A run of records
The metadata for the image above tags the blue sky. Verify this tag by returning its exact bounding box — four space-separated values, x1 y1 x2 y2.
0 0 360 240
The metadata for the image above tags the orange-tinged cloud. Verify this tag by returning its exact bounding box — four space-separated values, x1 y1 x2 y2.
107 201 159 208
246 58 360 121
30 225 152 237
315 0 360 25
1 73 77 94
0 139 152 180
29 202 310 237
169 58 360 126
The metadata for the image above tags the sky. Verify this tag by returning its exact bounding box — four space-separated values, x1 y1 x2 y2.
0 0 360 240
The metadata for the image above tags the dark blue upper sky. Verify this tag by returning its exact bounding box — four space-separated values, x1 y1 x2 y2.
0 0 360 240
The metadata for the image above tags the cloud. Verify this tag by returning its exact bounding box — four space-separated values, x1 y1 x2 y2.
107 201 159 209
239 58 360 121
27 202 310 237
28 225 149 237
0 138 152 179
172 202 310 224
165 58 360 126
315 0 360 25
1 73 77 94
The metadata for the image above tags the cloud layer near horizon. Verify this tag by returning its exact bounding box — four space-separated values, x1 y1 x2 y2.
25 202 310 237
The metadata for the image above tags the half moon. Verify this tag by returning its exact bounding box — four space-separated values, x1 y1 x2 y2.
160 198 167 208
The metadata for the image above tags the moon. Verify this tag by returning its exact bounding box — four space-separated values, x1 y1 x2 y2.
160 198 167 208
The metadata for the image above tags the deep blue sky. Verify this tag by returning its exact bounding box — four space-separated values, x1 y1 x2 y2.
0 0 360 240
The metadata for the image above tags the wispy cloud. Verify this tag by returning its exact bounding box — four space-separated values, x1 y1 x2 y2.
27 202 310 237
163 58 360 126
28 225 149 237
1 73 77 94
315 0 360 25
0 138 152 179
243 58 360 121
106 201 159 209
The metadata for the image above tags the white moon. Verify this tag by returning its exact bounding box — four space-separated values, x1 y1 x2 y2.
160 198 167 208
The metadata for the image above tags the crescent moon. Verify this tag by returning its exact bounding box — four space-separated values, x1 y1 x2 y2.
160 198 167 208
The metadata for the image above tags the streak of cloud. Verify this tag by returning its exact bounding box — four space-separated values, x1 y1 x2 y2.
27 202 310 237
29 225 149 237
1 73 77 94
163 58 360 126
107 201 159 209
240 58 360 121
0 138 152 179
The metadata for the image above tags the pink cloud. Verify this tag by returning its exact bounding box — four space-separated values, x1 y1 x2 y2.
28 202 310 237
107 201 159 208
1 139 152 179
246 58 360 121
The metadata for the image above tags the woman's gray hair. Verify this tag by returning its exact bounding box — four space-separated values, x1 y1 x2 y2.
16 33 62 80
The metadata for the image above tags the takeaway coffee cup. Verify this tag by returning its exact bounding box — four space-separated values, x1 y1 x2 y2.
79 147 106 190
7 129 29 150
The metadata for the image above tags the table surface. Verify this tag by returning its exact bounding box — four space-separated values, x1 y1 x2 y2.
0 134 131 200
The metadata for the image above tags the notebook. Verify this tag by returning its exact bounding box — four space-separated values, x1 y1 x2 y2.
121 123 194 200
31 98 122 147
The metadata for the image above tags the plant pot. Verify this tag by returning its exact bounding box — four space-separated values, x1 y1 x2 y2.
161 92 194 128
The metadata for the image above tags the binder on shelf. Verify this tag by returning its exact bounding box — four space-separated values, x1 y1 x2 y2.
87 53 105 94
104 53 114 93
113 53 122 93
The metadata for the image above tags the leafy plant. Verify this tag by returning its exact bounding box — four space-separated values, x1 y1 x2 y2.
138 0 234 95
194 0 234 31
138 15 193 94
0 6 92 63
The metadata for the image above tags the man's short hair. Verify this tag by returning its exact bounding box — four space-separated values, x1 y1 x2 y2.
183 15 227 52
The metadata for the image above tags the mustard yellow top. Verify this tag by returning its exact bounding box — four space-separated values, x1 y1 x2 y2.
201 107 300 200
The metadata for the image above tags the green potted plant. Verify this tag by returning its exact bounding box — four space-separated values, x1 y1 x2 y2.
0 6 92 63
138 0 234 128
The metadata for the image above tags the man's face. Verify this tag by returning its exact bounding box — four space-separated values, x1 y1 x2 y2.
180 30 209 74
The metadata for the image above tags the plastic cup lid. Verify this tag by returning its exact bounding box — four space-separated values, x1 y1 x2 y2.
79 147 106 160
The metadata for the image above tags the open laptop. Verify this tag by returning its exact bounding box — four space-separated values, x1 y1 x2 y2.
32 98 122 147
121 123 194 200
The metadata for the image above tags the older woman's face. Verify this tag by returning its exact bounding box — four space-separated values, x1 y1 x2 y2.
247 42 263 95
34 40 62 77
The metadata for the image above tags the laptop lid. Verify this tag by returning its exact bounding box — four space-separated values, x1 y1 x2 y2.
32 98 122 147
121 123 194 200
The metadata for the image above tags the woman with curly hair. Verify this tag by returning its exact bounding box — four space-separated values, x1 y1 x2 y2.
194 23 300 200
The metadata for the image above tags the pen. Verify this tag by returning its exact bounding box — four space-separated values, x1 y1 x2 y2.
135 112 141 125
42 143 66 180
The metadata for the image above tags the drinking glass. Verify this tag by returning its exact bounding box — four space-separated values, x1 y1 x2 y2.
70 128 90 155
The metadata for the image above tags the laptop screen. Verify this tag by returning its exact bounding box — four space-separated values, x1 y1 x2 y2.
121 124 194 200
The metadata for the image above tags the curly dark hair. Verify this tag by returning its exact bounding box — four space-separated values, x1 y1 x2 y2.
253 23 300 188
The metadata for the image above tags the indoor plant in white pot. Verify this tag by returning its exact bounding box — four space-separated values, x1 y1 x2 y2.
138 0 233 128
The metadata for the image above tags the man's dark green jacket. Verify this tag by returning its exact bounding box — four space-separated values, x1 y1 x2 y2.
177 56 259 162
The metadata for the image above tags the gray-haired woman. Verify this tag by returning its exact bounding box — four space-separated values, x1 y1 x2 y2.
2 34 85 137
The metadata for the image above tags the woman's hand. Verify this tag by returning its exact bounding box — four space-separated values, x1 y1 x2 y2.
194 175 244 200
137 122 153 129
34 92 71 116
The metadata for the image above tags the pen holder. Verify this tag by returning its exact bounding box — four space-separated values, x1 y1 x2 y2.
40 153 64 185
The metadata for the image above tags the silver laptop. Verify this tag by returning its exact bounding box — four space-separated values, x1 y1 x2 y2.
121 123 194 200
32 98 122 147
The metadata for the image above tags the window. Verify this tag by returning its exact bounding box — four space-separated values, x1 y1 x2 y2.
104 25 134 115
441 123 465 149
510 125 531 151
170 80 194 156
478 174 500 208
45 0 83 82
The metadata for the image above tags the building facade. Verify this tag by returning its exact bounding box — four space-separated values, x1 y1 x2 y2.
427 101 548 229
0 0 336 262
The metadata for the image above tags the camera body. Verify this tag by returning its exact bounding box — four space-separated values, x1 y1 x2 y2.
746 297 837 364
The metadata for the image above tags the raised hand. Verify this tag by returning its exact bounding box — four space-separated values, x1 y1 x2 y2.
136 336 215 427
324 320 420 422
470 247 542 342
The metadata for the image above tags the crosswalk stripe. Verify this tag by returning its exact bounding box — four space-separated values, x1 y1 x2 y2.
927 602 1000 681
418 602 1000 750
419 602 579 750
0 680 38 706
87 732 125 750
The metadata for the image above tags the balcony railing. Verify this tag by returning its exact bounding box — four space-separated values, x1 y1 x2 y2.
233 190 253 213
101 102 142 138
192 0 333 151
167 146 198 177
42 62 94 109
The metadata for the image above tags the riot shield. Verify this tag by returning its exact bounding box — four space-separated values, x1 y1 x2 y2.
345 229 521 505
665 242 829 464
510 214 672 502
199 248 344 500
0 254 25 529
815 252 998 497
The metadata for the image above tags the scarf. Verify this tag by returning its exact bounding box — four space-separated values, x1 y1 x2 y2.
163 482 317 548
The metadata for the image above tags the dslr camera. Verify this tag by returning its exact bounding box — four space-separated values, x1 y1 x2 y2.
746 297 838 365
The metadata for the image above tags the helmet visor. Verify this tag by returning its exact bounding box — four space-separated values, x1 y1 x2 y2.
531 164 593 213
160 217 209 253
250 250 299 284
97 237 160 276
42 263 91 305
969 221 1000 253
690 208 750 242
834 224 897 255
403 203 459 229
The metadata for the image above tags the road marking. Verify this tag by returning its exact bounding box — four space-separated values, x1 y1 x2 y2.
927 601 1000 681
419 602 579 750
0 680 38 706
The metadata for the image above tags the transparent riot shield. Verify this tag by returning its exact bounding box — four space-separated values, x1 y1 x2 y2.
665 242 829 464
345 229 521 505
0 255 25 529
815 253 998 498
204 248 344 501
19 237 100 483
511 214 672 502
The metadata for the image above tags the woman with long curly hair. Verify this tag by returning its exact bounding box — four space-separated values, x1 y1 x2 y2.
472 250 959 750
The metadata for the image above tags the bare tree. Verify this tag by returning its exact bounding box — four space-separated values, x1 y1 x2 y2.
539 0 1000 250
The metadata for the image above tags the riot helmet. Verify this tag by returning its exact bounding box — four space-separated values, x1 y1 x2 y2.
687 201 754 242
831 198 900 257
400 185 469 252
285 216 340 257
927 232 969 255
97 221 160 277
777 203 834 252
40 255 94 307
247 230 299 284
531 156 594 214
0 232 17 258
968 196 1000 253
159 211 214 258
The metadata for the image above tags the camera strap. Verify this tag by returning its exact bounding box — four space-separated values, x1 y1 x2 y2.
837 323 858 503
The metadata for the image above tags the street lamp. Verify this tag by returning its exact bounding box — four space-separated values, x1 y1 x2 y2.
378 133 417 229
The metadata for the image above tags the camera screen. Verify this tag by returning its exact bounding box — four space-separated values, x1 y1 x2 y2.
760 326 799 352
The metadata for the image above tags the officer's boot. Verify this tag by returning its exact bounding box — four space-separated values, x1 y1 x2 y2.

# YOUR GOAL:
Please reproduce the listing from the line containing "The metadata for the image above tags the woman with long" down to the line containing "760 326 799 352", with each request left unchanged and every bounding-box coordinate in the answers shifted by -17.

# RESPONSE BELOW:
The metadata for the image above tags the woman with long curly hair. Verify this tag by returning its exact bounding box — four space-separated values, x1 y1 x2 y2.
455 233 942 733
The metadata for the image above tags the bare tree. Verify this tag by returning its exact bounding box — four space-separated values, x1 y1 x2 y2.
522 -17 983 233
The metadata for the image above tags the riot helmet. Verify this tag by returning its exact bounding box — four space-separated values, x1 y1 x2 y2.
670 184 737 225
814 181 883 240
383 168 452 235
268 199 323 240
910 215 952 238
80 204 143 260
760 186 817 235
23 238 77 290
230 213 282 267
514 139 577 197
-17 215 0 241
951 179 983 236
142 194 197 241
The metadata for the image above tags the camera strap. Verify this tag by returning its exact bounding box — four space-separated values, x1 y1 x2 y2.
820 306 841 486
The metadata for the image above tags the street lamp. Verify this tag by returning its exact bounding box — four space-separated values, x1 y1 x2 y2.
361 116 400 212
The metadata for the image above tags the camera screen. Verify this tag by returning its exact bounding box — four space-separated values, x1 y1 x2 y2.
743 309 782 335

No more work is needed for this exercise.